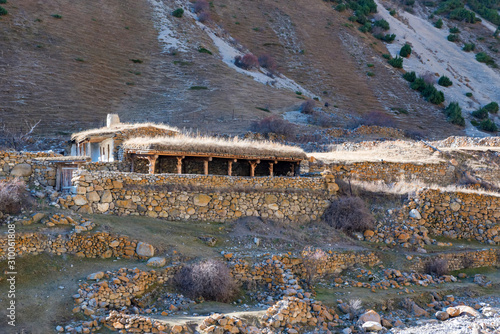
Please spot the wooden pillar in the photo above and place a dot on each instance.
(271, 168)
(152, 163)
(179, 165)
(253, 164)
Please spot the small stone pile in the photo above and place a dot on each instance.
(294, 313)
(114, 289)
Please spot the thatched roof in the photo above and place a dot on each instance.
(186, 145)
(105, 131)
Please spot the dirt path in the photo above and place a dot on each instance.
(432, 52)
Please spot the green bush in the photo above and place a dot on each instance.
(410, 76)
(445, 81)
(382, 24)
(480, 113)
(396, 62)
(405, 51)
(454, 114)
(488, 125)
(178, 12)
(469, 47)
(491, 107)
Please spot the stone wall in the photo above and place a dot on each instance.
(199, 197)
(441, 174)
(457, 215)
(24, 165)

------------------------------------------------------------------------

> [PROMPT]: Please convert the records above into a Markdown table with the columns Row and Record text, giving each line its own numbered row. Skip blank lines and leave the pictures out.

> [FINAL RESULT]:
| Row | Record text |
|---|---|
| 1 | Please spot the wooden pillar in the photo above and place a dot on each instance. |
| 2 | (271, 168) |
| 3 | (152, 163) |
| 4 | (179, 165) |
| 5 | (253, 164) |
| 6 | Please spot the small stone pile in the photo above and place a dot on each instance. |
| 7 | (294, 313) |
| 8 | (114, 289) |
| 9 | Please spot the thatched roof in the photo above and place a dot on each instance. |
| 10 | (186, 145) |
| 11 | (105, 131) |
| 12 | Please spot the dirt path in the photo above and place a dot on each instance. |
| 13 | (432, 52) |
| 14 | Please spot the green bush in the photo above and place a dot on each instance. |
| 15 | (410, 76) |
| 16 | (445, 81) |
| 17 | (382, 24) |
| 18 | (480, 113) |
| 19 | (396, 62) |
| 20 | (405, 51) |
| 21 | (454, 114) |
| 22 | (488, 125) |
| 23 | (178, 12) |
| 24 | (469, 47) |
| 25 | (491, 107) |
| 26 | Please spot the stone wall in the photo above and place a dot on each instance. |
| 27 | (199, 197) |
| 28 | (441, 174) |
| 29 | (457, 215) |
| 30 | (24, 165) |